Set of tasks —
#1 In the blog post on Critically Appraised Topics in community nursing, since what year has Andrew Finney led the Keele CAT group for primary care nurses?
#2 Rewrite the blog post on Critically Appraised Topics between "The next blog" and "for Research (2021).", inclusive, changing "focussed" to "focused".

Selected excerpt —
The next blog from our series on knowledge mobilisation comes from Dr Andrew Finney, Senior Lecturer of Nursing at Keele University. This blog introduces the use of Critically Appraised Topics (CATs) in community nursing.
Dr Andrew Finney is a Senior Lecturer at Keele University’s School’s of Nursing and Midwifery, and Medicine. Andrew holds the title of ‘Queen’s Nurse’ and as a nurse academic he is a mixed methodologist with a specialised expertise in nurse-led interventions. Andrew has extensive experience of trial methodology, epidemiology and qualitative exploration. His research has focussed predominately on primary care nursing. Andrew has led the Keele CAT group for primary care nurses since 2015 and is now scaling it out nationally as a model of research engagement for nurses that supports the Chief Nursing Officers Strategic Plan for Research (2021).
I think we can safely say that on the whole, nurses shy away from research. More often than not we tolerated research lectures when we trained, and we have done post-registration research modules only when we’ve had to! It feels like it is someone else’s role…’the role of ‘the researcher’, not the nurse!
However, when we discuss evidence-based practice, or evidence-based nursing, nurses do naturally engage with research, as there is a sense of ownership, it means something, it means that we know that what we do is correct, current, and is hopefully ‘best practice’. If you ask nurses whether they are aware of clinical variation in what they do or if there is clinical uncertainty about some areas of practice, then nurses are actually hugely aware of lots of research questions with this focus.

Material supplied —

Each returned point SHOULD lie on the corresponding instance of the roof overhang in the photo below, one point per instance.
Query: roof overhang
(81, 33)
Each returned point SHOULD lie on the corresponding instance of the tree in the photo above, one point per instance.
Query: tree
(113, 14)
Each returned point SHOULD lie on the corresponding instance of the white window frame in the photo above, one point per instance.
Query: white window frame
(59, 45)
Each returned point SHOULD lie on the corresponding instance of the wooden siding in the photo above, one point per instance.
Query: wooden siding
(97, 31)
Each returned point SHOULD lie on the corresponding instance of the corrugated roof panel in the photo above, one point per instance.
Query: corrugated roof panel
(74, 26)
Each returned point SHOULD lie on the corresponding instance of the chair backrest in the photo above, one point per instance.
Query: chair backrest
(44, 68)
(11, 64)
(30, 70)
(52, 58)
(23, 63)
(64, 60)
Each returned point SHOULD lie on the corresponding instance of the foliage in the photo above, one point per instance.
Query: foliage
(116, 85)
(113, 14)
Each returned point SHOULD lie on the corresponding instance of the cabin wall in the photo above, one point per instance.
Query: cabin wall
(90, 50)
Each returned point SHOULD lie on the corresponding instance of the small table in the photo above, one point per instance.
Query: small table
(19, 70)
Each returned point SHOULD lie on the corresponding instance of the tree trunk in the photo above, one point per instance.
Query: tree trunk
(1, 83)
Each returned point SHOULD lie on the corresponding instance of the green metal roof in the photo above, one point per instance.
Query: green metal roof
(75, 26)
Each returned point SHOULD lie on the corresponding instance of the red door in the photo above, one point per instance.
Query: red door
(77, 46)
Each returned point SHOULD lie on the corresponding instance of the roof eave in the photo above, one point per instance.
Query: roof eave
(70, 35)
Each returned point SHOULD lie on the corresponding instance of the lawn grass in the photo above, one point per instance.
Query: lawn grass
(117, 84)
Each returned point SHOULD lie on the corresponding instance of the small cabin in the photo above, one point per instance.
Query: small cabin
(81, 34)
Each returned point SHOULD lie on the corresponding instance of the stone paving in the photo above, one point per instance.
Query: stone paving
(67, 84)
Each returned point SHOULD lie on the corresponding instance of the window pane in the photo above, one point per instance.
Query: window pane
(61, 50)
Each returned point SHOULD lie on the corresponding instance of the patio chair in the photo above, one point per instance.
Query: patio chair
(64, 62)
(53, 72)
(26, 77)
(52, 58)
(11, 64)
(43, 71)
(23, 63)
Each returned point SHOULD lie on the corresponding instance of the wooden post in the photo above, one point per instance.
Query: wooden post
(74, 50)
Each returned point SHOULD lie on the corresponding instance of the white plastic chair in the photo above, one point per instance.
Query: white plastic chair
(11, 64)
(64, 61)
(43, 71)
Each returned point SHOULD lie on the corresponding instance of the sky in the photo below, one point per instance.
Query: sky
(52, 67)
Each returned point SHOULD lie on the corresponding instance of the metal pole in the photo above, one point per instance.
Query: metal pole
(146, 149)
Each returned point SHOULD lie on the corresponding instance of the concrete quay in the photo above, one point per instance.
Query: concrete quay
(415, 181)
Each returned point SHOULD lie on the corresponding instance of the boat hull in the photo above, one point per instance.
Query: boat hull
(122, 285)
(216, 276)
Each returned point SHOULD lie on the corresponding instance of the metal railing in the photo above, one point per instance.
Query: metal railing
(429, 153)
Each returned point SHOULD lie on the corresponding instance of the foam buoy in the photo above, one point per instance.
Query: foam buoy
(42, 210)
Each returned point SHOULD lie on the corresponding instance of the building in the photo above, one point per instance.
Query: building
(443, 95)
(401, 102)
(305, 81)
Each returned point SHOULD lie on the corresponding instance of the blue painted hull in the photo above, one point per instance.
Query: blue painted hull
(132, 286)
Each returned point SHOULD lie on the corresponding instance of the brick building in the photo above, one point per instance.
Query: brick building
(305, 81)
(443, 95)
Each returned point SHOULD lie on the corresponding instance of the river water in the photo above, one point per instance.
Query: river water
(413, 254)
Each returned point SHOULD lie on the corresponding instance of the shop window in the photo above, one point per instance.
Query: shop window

Answer set —
#1 Since 2015.

#2
The next blog from our series on knowledge mobilisation comes from Dr Andrew Finney, Senior Lecturer of Nursing at Keele University. This blog introduces the use of Critically Appraised Topics (CATs) in community nursing.
Dr Andrew Finney is a Senior Lecturer at Keele University’s School’s of Nursing and Midwifery, and Medicine. Andrew holds the title of ‘Queen’s Nurse’ and as a nurse academic he is a mixed methodologist with a specialised expertise in nurse-led interventions. Andrew has extensive experience of trial methodology, epidemiology and qualitative exploration. His research has focused predominately on primary care nursing. Andrew has led the Keele CAT group for primary care nurses since 2015 and is now scaling it out nationally as a model of research engagement for nurses that supports the Chief Nursing Officers Strategic Plan for Research (2021).